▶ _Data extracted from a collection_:
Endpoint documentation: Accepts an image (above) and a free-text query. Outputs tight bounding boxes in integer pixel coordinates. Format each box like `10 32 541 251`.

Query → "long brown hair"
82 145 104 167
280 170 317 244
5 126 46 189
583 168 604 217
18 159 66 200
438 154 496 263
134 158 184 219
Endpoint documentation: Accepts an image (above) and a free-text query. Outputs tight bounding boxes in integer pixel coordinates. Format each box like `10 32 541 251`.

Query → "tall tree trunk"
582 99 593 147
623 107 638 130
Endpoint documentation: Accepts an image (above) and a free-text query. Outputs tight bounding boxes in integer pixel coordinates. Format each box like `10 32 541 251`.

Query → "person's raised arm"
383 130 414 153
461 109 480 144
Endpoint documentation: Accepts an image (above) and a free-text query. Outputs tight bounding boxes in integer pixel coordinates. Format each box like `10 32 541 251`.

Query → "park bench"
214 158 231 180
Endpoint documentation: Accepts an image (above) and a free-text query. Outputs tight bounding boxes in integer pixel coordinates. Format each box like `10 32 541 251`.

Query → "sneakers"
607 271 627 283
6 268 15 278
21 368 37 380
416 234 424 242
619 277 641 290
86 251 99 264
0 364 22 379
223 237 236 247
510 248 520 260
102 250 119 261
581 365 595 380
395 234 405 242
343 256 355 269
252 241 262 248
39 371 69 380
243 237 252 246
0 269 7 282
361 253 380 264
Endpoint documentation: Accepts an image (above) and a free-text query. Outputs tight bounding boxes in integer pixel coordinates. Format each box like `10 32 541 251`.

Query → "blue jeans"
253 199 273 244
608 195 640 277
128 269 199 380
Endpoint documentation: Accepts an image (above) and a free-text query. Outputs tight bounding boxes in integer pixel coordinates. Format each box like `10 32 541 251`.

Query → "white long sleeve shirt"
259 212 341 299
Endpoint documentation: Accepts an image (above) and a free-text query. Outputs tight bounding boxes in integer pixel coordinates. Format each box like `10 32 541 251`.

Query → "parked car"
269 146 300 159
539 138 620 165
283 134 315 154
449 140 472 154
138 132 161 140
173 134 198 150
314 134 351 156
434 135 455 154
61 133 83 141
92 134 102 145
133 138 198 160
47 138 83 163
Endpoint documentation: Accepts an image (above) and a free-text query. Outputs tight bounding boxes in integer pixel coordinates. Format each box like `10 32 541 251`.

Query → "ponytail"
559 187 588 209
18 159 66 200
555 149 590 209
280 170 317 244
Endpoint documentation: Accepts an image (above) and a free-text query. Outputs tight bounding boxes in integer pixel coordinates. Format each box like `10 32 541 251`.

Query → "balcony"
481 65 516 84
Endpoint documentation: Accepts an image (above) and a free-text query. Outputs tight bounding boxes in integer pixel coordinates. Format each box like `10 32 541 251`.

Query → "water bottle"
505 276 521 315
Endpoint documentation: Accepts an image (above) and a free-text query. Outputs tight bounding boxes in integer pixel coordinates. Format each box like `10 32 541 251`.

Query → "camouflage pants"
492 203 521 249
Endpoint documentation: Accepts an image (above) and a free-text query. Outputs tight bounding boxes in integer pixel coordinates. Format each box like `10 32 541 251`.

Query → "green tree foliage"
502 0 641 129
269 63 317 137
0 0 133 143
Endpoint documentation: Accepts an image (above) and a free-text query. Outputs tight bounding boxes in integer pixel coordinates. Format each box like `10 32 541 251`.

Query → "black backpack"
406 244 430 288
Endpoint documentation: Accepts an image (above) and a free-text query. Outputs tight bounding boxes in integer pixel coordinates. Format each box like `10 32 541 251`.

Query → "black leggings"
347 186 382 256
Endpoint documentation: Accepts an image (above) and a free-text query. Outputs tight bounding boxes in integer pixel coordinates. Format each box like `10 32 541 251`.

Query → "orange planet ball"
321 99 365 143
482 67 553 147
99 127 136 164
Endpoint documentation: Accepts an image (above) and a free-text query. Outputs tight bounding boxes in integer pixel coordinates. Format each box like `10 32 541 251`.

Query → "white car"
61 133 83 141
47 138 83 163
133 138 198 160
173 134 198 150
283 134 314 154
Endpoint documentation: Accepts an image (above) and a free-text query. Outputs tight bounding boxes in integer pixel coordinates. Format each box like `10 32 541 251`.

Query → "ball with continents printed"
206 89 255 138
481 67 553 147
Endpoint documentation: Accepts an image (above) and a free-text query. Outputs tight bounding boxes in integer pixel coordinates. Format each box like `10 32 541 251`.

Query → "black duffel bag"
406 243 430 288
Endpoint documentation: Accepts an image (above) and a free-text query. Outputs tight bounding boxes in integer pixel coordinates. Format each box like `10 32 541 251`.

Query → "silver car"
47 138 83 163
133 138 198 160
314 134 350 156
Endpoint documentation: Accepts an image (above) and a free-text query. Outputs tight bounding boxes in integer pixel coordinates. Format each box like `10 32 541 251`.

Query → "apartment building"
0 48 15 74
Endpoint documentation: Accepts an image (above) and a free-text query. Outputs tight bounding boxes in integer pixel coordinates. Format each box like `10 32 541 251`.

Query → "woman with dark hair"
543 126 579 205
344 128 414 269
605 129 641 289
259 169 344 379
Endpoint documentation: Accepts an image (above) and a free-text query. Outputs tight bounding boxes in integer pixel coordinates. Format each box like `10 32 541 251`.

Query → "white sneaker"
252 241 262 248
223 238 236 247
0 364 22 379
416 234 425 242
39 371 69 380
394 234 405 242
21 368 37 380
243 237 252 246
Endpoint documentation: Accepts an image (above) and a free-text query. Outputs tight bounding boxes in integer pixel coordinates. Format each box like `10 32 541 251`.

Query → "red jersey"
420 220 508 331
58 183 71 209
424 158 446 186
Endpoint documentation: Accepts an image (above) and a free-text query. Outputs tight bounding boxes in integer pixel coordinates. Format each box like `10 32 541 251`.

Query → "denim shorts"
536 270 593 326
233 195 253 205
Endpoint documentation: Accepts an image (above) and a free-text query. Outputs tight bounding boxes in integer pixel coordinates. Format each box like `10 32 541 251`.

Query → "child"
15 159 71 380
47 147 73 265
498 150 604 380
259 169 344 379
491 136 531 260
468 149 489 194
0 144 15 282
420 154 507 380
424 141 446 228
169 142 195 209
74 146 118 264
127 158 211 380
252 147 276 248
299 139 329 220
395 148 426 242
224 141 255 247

▶ _TASK REQUIREMENTS_: Repeat the data in full, keeping each word exactly as it is.

▶ _SOLUTION BELOW_:
Endpoint documentation: Accepts an image (above) and a free-text query. Outputs tight bounding boxes in integer pixel coordinates. Format each box like `10 32 541 251`.

Query → "long brown hair"
82 145 104 167
280 170 317 244
5 126 46 189
583 168 604 217
18 159 66 200
438 154 496 263
134 158 184 219
Endpoint documentation: Accepts an image (above) and a free-text query. Outputs tight bounding boxes in integer pixel coordinates. Format each box like `10 32 541 251`.

Query → "tall tree trunk"
582 99 593 147
623 107 638 130
Endpoint documentation: Accepts an image (above) and a free-text query. Outputs tight bounding boxes in integer pixel coordinates. Format each box like `10 32 541 251`.

Query → "person's raised arm"
383 130 414 153
461 109 480 144
Endpoint documentation: Accepts an image (above) and a free-text query. Outputs tight bounding boxes in integer pixel coordinates. Format each box like `10 32 541 251`.

Query → "park bench"
214 158 231 180
Endpoint documentation: Accepts an image (above) and a free-text query. Outputs tight bounding boxes in integer pixel coordinates. Format each box like `10 32 541 251`.

Query → "sneakers"
607 271 627 283
6 268 15 278
21 368 37 380
416 234 424 242
619 277 641 290
86 251 99 264
0 364 22 379
223 237 236 247
510 248 520 260
102 250 119 261
581 365 595 380
395 234 405 242
343 256 355 269
252 241 262 248
39 371 69 380
243 237 252 246
0 269 7 282
361 253 380 264
Endpoint documentation: Accepts an image (above) and a free-text query. Outputs tight bounding boxes in integer pixel coordinates. Format each box like `10 32 541 251`.

Query → "blue jeans"
253 199 273 244
608 195 640 277
128 269 199 380
Endpoint documentation: Accepts an image (above) and a free-text query. Outputs tight bounding boxes in integer pixel coordinates. Format each box like `10 32 541 251`.

Query → "white long sleeve shirt"
259 212 341 299
Endpoint documentation: Accepts an image (above) and a free-text query. Outputs tight bounding boxes in integer pixel coordinates. Format each box like `10 32 541 251`.

Query → "parked car"
269 146 300 159
539 138 620 165
283 134 315 154
449 140 472 154
138 132 161 140
173 134 198 150
314 134 351 156
434 135 455 154
61 133 83 141
92 134 102 145
133 138 198 160
47 138 83 163
Endpoint documentation: Accepts an image (above) and a free-text query. Outputs tight bounding boxes in integer pixel coordinates. Format each box like `10 32 541 251`.

Query → "ponytail"
559 187 588 209
18 159 66 200
555 149 590 209
280 170 317 244
Endpoint documentation: Accepts an image (above) and a free-text query. Outputs tight bounding boxes in integer pixel coordinates. Format each box like `10 32 541 251`.

Query → "balcony"
481 65 516 84
Endpoint documentation: Accepts an image (above) and a free-text query. Outputs tight bounding boxes in integer pixel coordinates. Format each box like `10 32 541 251`.

Query → "water bottle"
505 276 521 315
Endpoint documentation: Accepts an image (above) and a free-text query. Outputs tight bounding boxes in integer pixel coordinates. Format each box like `10 32 541 251`.

Query → "camouflage pants"
492 203 521 249
Endpoint documentation: Accepts an image (above) and a free-text query. Outputs tight bounding boxes in integer pixel coordinates. Format each box like `10 32 541 251`.

Query → "green tree foliage"
502 0 641 129
269 63 317 137
0 0 133 143
Endpoint documentation: Accepts an image (above) and a free-text query. Outputs tight bounding boxes in integer pixel coordinates. Format each box like `10 32 541 251`.

Query → "black backpack"
406 244 430 288
Endpoint documentation: Accepts an image (above) and a free-text query. Outputs tight bounding boxes in integer pixel coordinates. Format each box like `10 32 541 251`.

Query → "black leggings"
347 186 382 256
Endpoint documentation: Accepts an image (above) and a free-text query. Outputs tight bounding boxes in integer pixel coordinates. Format each box like `10 32 541 251`.

Query → "orange planet ball"
321 99 365 143
482 67 553 147
99 127 136 164
Endpoint documentation: Accepts an image (above) and a free-text query. Outputs tight bounding boxes in integer pixel coordinates. Format each box like `10 32 541 251`.

Query → "white car"
61 133 83 141
47 138 83 163
133 138 198 160
173 134 198 150
283 134 314 154
Endpoint documentation: Accepts an image (above) and a free-text query. Outputs tight bounding boxes in integer pixel coordinates. Format each box like `10 32 541 251`.

Query → "ball with continents printed"
206 89 255 138
481 67 553 147
Endpoint documentation: Accepts an image (above) and a free-text query. Outputs tight bounding boxes in integer pixel coordinates. Format each box like `10 32 541 251`.

Query → "black duffel bag"
406 243 430 288
Endpoint documentation: Accepts an image (above) and a free-text query. Outputs tight bounding boxes in integer pixel coordinates. Format each box like `10 32 541 251`.

Query → "silver car"
47 138 83 163
133 138 198 160
314 134 350 156
Endpoint documentation: Accepts an image (above) and a free-text query. Outputs tight bounding boxes in integer pixel coordinates. Format each box like `10 32 541 251`.

Query → "apartment building"
0 48 15 74
Endpoint documentation: Accepts an image (above) and a free-text query. Outputs tight bounding boxes in integer pixel coordinates. Format each box like `10 32 541 251`.

Query → "woman with dark hair"
543 126 579 205
344 128 414 269
605 129 641 289
259 169 344 379
Endpoint documentation: Accepts an image (above) and a free-text query. Outputs tight bounding boxes in integer pixel coordinates. Format each box like `10 32 541 251`.

Query → "white sneaker"
252 241 262 248
223 238 236 247
0 364 22 379
416 234 425 242
39 371 69 380
394 234 405 242
21 368 37 380
243 237 252 246
Endpoint documentation: Accepts an image (above) and a free-text query. Outputs tight bounding boxes in integer pixel coordinates. Format each box like `10 32 541 251`.

Query → "red jersey"
420 220 508 331
58 183 71 209
424 158 446 186
Endpoint documentation: Accepts an image (above) and a free-text query. Outputs tight bounding boxes in integer pixel coordinates. Format each box like `10 32 541 251`.

Query → "denim shorts"
536 270 593 326
233 195 253 205
Endpoint documentation: Accepts an image (above) and a free-text query. Outputs tight bounding boxes in integer pixel coordinates. Format each box like `10 32 541 251`.

Query → "child"
15 159 71 380
47 147 73 265
498 150 604 380
259 169 344 379
491 136 531 260
468 149 489 194
0 144 15 282
420 154 507 380
424 141 446 228
169 142 195 209
74 146 118 264
127 158 211 380
252 147 276 248
299 139 329 220
395 148 426 242
224 141 255 247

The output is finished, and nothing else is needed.